### Document extract
━━━━━━━━━━
The Women's Labour League (WLL) was a pressure organisation, founded in London in 1906, to promote the political representation of women in parliament and local bodies. The idea was first suggested by Mary Macpherson, a linguist and journalist who had connections with the Amalgamated Society of Railway Servants, and was taken up by several notable socialist women, including Margaret MacDonald, Ada Salter, Marion Phillips and Margaret Bondfield. The League's inaugural conference was held in Leicester, with representatives of branches in London, Leicester, Preston and Hull. It was affiliated to the Labour Party. Margaret MacDonald acted as the League's president, while both Margaret Bondfield and Marion Phillips served at times as its organising secretary.

Much of the League's campaigning effort was devoted to the issue of women's suffrage. When the Representation of the People Act 1918 gave a partial women's franchise, the League decided to disband as an independent organisation. It became the women's section of the Labour Party, which had reorganised under a new constitution that year.

The Labour History Archive and Study Centre at the People's History Museum in Manchester holds the records of the Women's Labour League in their collection.
━━━━━━━━━━
### Records for the task
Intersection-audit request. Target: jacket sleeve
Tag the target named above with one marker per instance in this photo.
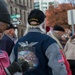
(56, 61)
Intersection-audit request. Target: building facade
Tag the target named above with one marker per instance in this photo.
(44, 4)
(19, 10)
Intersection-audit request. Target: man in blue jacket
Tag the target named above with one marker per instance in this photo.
(44, 58)
(5, 23)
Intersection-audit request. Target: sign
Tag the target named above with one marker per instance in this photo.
(15, 16)
(16, 23)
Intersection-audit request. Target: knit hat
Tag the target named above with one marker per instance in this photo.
(37, 16)
(4, 14)
(58, 28)
(47, 28)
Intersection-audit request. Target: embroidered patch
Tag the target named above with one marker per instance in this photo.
(27, 53)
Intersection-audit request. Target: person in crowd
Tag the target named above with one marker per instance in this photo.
(45, 58)
(56, 34)
(69, 51)
(5, 24)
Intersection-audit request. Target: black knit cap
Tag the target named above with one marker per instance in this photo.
(37, 16)
(58, 28)
(4, 14)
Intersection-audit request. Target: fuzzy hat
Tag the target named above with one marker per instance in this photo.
(4, 14)
(37, 16)
(58, 28)
(47, 28)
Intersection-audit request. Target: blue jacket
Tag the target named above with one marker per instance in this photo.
(6, 44)
(47, 53)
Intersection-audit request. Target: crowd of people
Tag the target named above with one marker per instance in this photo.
(41, 51)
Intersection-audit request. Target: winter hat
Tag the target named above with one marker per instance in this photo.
(37, 16)
(47, 28)
(4, 14)
(58, 28)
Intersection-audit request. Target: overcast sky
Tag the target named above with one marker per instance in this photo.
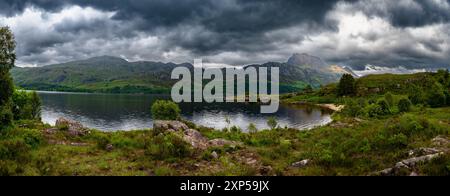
(411, 33)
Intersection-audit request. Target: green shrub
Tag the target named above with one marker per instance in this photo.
(168, 146)
(284, 148)
(436, 98)
(165, 110)
(26, 105)
(398, 141)
(404, 105)
(14, 149)
(235, 129)
(6, 117)
(389, 99)
(353, 108)
(346, 85)
(384, 107)
(252, 128)
(272, 123)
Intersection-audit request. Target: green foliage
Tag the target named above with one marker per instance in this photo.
(272, 123)
(7, 59)
(252, 128)
(6, 117)
(436, 96)
(379, 109)
(384, 107)
(346, 85)
(168, 146)
(389, 99)
(165, 110)
(354, 108)
(404, 105)
(7, 50)
(26, 105)
(398, 141)
(6, 88)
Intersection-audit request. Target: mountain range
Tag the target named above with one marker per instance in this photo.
(107, 74)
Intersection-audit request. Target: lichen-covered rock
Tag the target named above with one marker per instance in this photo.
(300, 164)
(165, 125)
(195, 138)
(222, 143)
(191, 136)
(72, 127)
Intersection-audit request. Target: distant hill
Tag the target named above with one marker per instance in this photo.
(108, 74)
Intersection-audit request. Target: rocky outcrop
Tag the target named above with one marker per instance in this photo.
(300, 164)
(72, 127)
(191, 136)
(162, 126)
(408, 164)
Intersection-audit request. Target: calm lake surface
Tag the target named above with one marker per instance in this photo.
(109, 112)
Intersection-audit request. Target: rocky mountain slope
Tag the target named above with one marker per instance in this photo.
(115, 75)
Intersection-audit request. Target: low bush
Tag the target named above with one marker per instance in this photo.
(168, 146)
(404, 105)
(165, 110)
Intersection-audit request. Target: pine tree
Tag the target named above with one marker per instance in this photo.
(7, 60)
(346, 85)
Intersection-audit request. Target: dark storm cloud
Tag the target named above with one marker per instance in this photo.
(231, 31)
(231, 23)
(411, 13)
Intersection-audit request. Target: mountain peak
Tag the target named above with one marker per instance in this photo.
(106, 58)
(306, 59)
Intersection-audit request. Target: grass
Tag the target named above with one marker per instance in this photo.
(352, 148)
(358, 142)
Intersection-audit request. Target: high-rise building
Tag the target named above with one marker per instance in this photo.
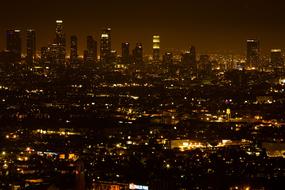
(44, 54)
(105, 45)
(14, 43)
(156, 48)
(168, 58)
(189, 59)
(205, 64)
(31, 45)
(91, 53)
(73, 49)
(59, 43)
(125, 52)
(253, 53)
(276, 58)
(138, 53)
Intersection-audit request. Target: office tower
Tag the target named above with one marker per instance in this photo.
(14, 43)
(73, 49)
(156, 48)
(193, 56)
(205, 64)
(105, 45)
(168, 58)
(91, 52)
(138, 53)
(276, 58)
(113, 56)
(44, 54)
(253, 53)
(31, 45)
(125, 52)
(59, 47)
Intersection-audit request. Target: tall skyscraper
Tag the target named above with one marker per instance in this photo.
(168, 58)
(205, 64)
(31, 45)
(14, 43)
(91, 53)
(59, 43)
(156, 48)
(105, 45)
(125, 52)
(253, 53)
(73, 49)
(189, 59)
(138, 54)
(276, 59)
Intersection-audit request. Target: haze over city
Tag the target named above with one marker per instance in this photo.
(207, 24)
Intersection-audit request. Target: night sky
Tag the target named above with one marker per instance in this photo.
(211, 25)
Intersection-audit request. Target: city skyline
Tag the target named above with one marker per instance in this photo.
(210, 26)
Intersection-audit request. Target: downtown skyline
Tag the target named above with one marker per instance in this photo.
(218, 27)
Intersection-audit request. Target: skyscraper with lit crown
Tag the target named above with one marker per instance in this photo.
(73, 49)
(31, 45)
(156, 48)
(253, 53)
(14, 43)
(105, 45)
(59, 43)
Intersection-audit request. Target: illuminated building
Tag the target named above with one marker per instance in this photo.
(73, 49)
(156, 48)
(44, 54)
(125, 52)
(105, 45)
(138, 53)
(253, 53)
(168, 58)
(31, 45)
(189, 59)
(205, 64)
(14, 43)
(276, 58)
(59, 43)
(90, 55)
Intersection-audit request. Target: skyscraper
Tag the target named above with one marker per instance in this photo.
(73, 49)
(138, 53)
(59, 43)
(156, 48)
(276, 58)
(168, 58)
(31, 45)
(105, 45)
(253, 53)
(189, 59)
(125, 52)
(14, 43)
(91, 53)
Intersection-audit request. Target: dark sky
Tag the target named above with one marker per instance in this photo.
(210, 25)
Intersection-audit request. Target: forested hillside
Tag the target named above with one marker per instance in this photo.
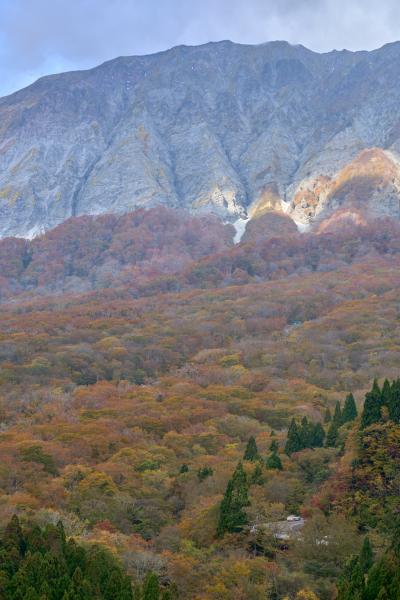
(173, 398)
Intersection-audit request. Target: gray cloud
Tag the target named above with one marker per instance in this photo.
(43, 36)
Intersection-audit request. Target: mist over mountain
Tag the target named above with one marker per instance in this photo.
(225, 128)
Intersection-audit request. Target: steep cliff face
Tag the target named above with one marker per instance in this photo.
(217, 128)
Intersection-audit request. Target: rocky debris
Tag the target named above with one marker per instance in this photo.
(223, 128)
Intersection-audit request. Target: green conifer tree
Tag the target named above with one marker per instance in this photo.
(305, 433)
(251, 452)
(349, 410)
(332, 435)
(274, 462)
(151, 587)
(274, 446)
(394, 402)
(318, 436)
(366, 556)
(257, 475)
(372, 406)
(328, 416)
(351, 584)
(293, 442)
(232, 517)
(337, 415)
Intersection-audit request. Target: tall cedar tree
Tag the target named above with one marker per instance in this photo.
(251, 452)
(151, 587)
(318, 436)
(372, 406)
(274, 462)
(394, 402)
(366, 556)
(328, 416)
(257, 475)
(332, 435)
(337, 415)
(349, 410)
(274, 446)
(39, 563)
(232, 517)
(293, 442)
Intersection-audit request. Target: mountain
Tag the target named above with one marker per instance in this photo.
(224, 128)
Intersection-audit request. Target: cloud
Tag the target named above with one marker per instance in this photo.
(43, 36)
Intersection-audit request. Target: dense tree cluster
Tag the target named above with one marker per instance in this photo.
(381, 403)
(305, 435)
(41, 564)
(129, 397)
(366, 579)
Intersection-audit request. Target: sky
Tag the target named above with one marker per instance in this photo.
(38, 37)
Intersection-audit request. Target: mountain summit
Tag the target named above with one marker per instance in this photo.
━━━━━━━━━━
### Problems and tasks
A) Turn the listing into a JSON list of strings, one string per line and no blank lines, beginning at the line that contains "Intersection-audit request. Target: gray" and ending with the last line of the listing.
B) Continue the text about the Women's Labour League from where it stops.

### Answer set
A)
[
  "Intersection-audit request. Target: gray cloud",
  "Tag the target named above with one marker per instance in this photo.",
  "(43, 36)",
  "Intersection-audit request. Target: mist over mountain",
  "Tag the target named above with one marker per instance in this photo.",
  "(225, 128)",
  "Intersection-audit request. Target: steep cliff face",
  "Tag the target named above with one marker per instance in this photo.",
  "(217, 128)",
  "Intersection-audit request. Target: rocky debris",
  "Tag the target named above with one marker per instance in this photo.",
  "(223, 128)",
  "Intersection-audit request. Target: green conifer tree",
  "Tag the target named above with one marker per instance in this photo.",
  "(305, 433)",
  "(251, 452)",
  "(349, 410)",
  "(332, 435)",
  "(274, 462)",
  "(151, 587)",
  "(274, 446)",
  "(394, 402)",
  "(318, 436)",
  "(366, 556)",
  "(257, 475)",
  "(372, 406)",
  "(328, 416)",
  "(351, 584)",
  "(293, 442)",
  "(232, 517)",
  "(337, 415)",
  "Intersection-audit request. Target: tall cedar tree",
  "Tag the target named above with one marker per instance in this photo.",
  "(251, 452)",
  "(151, 587)",
  "(318, 436)",
  "(372, 406)",
  "(274, 462)",
  "(394, 402)",
  "(366, 556)",
  "(328, 416)",
  "(257, 475)",
  "(332, 435)",
  "(337, 415)",
  "(349, 410)",
  "(274, 446)",
  "(39, 563)",
  "(232, 517)",
  "(293, 442)",
  "Intersection-audit request. Target: mountain",
  "Tag the target named above with one marker per instance in this photo.",
  "(224, 128)",
  "Intersection-audit request. Target: cloud",
  "Tag the target named above with one marker per instance in this photo.",
  "(43, 36)",
  "Intersection-audit request. Target: dense tree cluster",
  "Tag the target named above with one marker per instance in this photo.",
  "(381, 403)",
  "(305, 435)",
  "(41, 564)",
  "(129, 397)",
  "(366, 579)",
  "Intersection-audit request. Target: sky",
  "Tag the target named above with one marker per instance in this photo.",
  "(38, 37)",
  "Intersection-audit request. Target: mountain summit",
  "Tag the target named above with one marker per instance in this photo."
]

B)
Members of the Executive
The following were members of the executive of the Women's Labour League:

Bertha Ayles
Jennie Baker 
Miss Bell
Miss Bellamy
Ethel Bentham
Margaret Bondfield
Katharine Bruce Glasier
Marion Curran
Charlotte Despard
Louise Donaldson
Mary Gawthorpe
Florence Harrison Bell
Mabel Hope
F. James
Edith Kerrison
Mary Longman
Eveline Lowe
Mary Macarthur
Margaret MacDonald
Miss McKenzie
Clarice McNab
Mary Macpherson
Edith Macrosty
Mary Middleton
Mary Muir
Minnie Nodin
Marion Phillips
Edith Rigby
Ada Salter
Grace Scholefield
Lisbeth Simm
Margaret Smith
Maud Ward

Notable members
 Agnes Dollan

See also
 Christian socialism

References

Social democracy
Democratic socialism
Political advocacy groups in the United Kingdom
Women's organisations based in the United Kingdom
Organizations established in 1906
1906 establishments in England
Labour Party (UK)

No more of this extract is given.